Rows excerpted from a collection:
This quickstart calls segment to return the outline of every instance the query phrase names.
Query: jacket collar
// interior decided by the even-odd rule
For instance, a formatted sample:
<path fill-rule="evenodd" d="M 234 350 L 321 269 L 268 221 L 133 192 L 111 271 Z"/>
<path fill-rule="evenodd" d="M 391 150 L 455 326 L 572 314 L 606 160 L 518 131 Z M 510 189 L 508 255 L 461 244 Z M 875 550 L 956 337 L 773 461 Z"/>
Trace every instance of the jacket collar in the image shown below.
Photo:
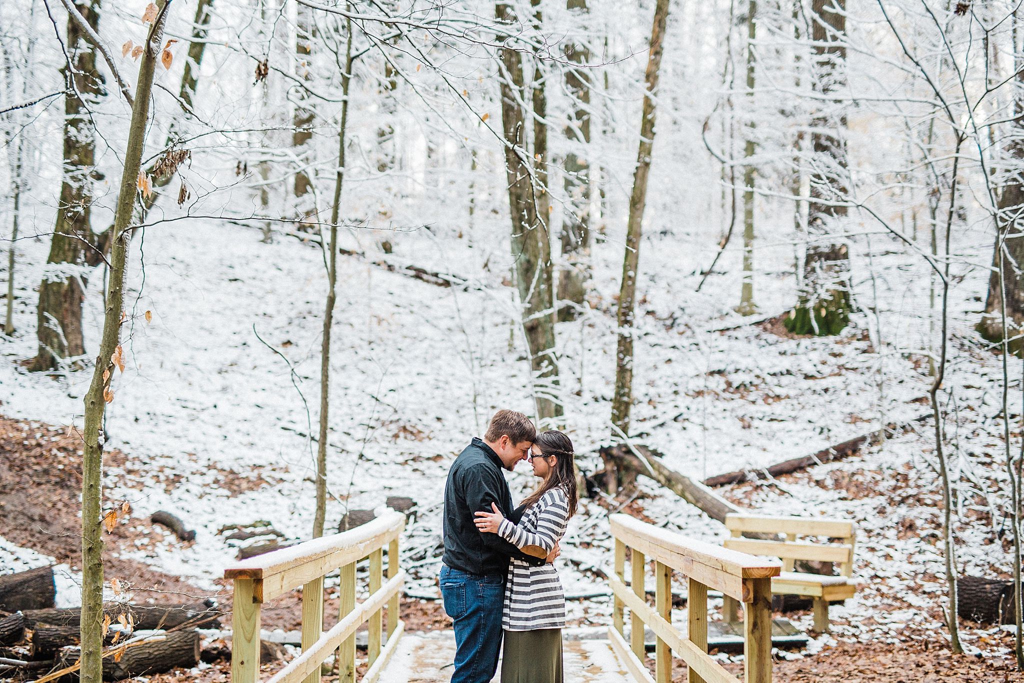
<path fill-rule="evenodd" d="M 484 441 L 482 438 L 480 438 L 479 436 L 474 436 L 473 445 L 475 445 L 484 454 L 486 454 L 486 456 L 490 458 L 492 462 L 494 462 L 495 465 L 498 466 L 498 469 L 505 469 L 505 463 L 502 462 L 502 459 L 498 457 L 498 454 L 495 453 L 495 450 L 492 449 L 489 445 L 487 445 L 487 442 Z"/>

◆ Exercise
Output the rows above as a two-column CSV with the headers "input" and "output", one line per row, putting each row's text and its answer in single quoted fields with line breaks turned into spaces. Leave the pictures out.

◆ Full response
input,output
"This quickstart calls segment to return the outline of every instance the query phrase names. Query: jacket collar // interior decided by the even-odd rule For instance, a formatted sample: <path fill-rule=""evenodd"" d=""M 234 350 L 321 269 L 268 221 L 133 192 L 111 271 Z""/> <path fill-rule=""evenodd"" d=""M 391 150 L 455 326 L 572 314 L 606 160 L 518 131 Z M 510 189 L 508 255 L 461 244 Z M 875 550 L 956 337 L 773 461 Z""/> Trace every instance of the jacket collar in the image shown below. Photo:","<path fill-rule=""evenodd"" d=""M 484 441 L 482 438 L 480 438 L 479 436 L 474 436 L 473 445 L 475 445 L 484 454 L 486 454 L 486 456 L 490 458 L 492 462 L 494 462 L 495 465 L 498 466 L 498 469 L 505 469 L 505 463 L 502 462 L 502 459 L 498 457 L 498 454 L 495 453 L 495 450 L 492 449 L 489 445 L 487 445 L 487 442 Z""/>"